§ **Work order**
In the entries below, find the line with "# test: point out the ski" and the line with "# test: point out the tall". Reproduce those two lines and every line between them exactly, and nothing more.

** Given data follows **

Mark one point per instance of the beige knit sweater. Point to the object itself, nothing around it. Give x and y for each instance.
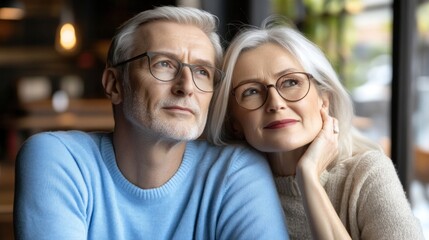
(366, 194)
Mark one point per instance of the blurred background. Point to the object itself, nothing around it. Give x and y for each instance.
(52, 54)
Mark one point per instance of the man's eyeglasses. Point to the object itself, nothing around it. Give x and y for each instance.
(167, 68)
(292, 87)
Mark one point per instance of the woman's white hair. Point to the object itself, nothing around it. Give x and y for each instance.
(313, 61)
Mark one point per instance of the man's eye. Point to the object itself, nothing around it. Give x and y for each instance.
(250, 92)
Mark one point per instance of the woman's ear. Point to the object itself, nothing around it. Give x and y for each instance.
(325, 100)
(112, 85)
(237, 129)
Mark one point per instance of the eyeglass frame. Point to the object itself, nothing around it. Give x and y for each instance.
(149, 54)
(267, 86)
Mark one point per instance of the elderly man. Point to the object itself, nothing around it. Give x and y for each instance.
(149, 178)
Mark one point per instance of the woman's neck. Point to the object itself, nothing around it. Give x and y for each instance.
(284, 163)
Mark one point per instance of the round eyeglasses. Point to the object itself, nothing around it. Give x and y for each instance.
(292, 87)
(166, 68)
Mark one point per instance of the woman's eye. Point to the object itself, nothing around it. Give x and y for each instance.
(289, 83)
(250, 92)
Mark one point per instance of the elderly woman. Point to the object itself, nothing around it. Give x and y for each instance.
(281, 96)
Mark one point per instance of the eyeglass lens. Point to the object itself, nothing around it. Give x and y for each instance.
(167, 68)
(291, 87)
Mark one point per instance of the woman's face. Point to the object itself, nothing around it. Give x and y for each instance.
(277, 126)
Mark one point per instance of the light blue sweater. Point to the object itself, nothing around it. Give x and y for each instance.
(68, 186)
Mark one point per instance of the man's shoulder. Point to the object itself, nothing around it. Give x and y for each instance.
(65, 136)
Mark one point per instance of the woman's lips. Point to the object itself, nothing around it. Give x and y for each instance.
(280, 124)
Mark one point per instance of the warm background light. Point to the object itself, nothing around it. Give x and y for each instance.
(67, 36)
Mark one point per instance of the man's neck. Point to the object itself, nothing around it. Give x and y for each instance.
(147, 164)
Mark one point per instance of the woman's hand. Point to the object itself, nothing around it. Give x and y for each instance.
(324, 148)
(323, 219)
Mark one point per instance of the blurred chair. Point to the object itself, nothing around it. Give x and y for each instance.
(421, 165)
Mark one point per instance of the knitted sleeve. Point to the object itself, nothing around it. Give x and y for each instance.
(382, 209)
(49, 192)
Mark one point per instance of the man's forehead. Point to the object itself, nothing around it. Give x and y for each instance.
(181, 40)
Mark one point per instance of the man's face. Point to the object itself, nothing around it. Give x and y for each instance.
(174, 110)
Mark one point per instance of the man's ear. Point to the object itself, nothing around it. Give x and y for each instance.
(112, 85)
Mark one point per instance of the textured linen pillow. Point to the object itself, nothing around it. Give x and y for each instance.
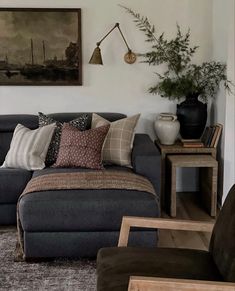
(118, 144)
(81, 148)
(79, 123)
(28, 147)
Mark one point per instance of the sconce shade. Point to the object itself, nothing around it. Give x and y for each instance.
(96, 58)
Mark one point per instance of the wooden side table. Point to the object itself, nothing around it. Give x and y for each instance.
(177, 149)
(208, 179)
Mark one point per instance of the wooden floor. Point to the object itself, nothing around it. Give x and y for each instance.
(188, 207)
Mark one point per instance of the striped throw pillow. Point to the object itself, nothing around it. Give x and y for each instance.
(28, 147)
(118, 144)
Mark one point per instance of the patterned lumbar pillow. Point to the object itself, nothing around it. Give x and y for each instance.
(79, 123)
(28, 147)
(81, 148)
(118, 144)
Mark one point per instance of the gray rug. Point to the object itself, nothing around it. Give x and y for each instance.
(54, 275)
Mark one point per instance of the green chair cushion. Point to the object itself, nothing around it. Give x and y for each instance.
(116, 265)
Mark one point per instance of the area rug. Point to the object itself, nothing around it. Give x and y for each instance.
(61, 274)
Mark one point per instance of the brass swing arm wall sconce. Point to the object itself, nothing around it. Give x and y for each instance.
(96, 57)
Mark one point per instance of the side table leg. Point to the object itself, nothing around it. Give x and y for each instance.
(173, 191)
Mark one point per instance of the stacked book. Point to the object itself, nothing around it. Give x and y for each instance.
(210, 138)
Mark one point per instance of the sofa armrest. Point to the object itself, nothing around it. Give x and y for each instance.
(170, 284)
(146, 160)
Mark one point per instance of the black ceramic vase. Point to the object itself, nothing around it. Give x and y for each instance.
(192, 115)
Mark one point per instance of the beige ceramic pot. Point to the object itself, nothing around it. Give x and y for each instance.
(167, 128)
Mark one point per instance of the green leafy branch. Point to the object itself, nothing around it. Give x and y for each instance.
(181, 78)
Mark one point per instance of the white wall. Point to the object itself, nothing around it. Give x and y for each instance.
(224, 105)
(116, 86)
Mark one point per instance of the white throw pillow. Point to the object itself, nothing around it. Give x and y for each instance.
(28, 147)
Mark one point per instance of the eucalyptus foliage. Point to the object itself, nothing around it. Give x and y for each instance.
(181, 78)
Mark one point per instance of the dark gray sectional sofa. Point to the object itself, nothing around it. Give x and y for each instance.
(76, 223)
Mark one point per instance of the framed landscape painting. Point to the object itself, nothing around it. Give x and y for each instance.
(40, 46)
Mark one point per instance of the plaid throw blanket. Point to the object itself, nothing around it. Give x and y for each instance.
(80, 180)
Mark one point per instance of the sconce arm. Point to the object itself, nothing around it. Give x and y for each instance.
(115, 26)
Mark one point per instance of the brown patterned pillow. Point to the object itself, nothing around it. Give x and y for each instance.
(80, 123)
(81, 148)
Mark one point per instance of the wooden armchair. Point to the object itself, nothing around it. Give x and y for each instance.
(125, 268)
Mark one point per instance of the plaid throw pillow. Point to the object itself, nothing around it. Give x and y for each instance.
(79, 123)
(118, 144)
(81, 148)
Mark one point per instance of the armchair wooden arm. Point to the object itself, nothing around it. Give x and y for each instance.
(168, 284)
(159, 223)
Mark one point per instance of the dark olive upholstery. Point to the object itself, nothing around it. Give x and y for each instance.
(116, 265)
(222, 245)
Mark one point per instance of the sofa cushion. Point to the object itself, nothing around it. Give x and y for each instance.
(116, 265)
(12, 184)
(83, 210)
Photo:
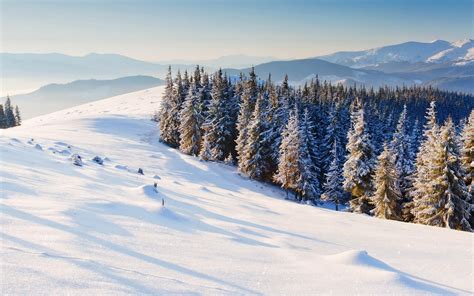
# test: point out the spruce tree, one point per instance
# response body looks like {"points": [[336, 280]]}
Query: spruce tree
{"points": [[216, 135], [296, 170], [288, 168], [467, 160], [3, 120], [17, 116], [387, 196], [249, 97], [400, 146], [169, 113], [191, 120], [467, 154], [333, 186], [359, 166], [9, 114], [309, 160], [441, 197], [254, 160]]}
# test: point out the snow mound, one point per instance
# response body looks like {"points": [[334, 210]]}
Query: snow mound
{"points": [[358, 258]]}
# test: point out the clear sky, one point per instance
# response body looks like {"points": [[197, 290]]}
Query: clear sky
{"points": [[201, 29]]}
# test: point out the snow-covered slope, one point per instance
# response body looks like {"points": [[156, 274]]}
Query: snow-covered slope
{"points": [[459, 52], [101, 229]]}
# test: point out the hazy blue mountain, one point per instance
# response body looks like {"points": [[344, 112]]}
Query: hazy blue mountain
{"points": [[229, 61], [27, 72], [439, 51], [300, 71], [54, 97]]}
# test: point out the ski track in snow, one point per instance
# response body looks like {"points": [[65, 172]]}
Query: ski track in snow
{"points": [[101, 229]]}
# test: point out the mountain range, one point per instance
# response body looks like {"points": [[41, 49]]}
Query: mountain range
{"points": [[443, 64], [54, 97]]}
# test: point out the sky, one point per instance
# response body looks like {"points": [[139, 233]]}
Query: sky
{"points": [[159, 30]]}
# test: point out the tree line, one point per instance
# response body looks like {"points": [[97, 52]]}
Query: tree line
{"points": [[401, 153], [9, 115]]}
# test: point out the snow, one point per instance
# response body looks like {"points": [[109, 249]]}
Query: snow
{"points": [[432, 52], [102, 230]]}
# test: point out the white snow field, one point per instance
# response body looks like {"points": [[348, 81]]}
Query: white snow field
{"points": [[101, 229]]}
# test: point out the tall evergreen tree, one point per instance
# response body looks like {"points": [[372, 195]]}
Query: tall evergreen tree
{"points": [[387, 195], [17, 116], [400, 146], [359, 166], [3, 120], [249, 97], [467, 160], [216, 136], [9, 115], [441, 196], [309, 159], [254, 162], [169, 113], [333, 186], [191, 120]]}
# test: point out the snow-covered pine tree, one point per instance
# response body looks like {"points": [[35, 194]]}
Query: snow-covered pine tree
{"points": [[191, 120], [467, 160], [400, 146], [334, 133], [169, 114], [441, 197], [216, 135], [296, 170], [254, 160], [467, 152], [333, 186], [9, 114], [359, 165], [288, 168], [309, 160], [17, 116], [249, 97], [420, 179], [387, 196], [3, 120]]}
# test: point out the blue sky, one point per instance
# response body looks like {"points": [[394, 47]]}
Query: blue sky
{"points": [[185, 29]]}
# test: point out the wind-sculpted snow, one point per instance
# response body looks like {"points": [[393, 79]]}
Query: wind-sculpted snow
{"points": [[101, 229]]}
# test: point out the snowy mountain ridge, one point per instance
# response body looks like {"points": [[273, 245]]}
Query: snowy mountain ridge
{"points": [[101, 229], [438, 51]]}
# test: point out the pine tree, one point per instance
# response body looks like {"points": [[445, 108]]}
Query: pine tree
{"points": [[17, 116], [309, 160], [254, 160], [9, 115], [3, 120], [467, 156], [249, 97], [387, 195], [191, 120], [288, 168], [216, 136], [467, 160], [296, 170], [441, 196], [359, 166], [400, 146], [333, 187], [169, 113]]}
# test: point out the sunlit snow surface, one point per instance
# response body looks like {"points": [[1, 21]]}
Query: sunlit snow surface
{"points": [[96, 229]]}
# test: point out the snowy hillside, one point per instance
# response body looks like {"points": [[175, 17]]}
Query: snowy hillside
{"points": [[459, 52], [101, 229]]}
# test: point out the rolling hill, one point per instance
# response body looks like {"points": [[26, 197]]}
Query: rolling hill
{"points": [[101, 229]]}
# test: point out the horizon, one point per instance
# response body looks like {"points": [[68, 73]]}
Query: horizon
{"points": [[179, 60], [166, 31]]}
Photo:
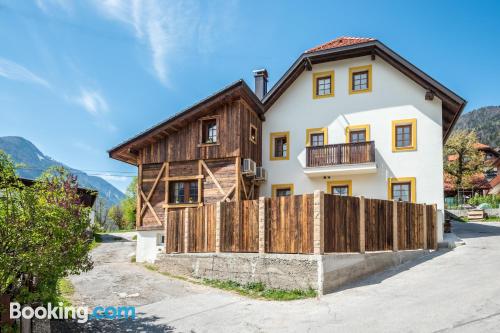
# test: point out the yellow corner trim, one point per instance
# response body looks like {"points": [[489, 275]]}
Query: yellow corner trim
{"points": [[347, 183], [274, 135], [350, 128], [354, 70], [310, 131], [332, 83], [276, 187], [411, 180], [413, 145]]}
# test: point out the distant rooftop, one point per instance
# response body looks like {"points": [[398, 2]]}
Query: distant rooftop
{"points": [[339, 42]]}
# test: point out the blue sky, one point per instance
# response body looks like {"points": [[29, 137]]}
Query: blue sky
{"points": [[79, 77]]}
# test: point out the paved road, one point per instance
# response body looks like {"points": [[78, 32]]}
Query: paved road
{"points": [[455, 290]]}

** End of Given data **

§ **Your solution**
# test: point out the ski track in snow, one point per instance
# response body looks like {"points": [[65, 172]]}
Query: ski track in snow
{"points": [[101, 229]]}
# test: point out the mountain range, one point per instance
# response body looks like {"points": [[41, 49]]}
Query: mountain range
{"points": [[443, 64], [54, 97]]}
# test: point out the sky, one point per instance
# response body looks like {"points": [[139, 233]]}
Query: sky
{"points": [[159, 30]]}
# test: point out the tree line, one point per instance
# response body looks like {"points": [[97, 52]]}
Query: tree line
{"points": [[401, 153], [9, 115]]}
# test: point out the snow, one point per instance
# response body looks like {"points": [[109, 249]]}
Query: snow
{"points": [[432, 52], [102, 230]]}
# test: point out the white snow field, one point per instance
# response body looks like {"points": [[348, 81]]}
Query: white snow field
{"points": [[101, 229]]}
# test: point out the tall evergreen tree, one point per instance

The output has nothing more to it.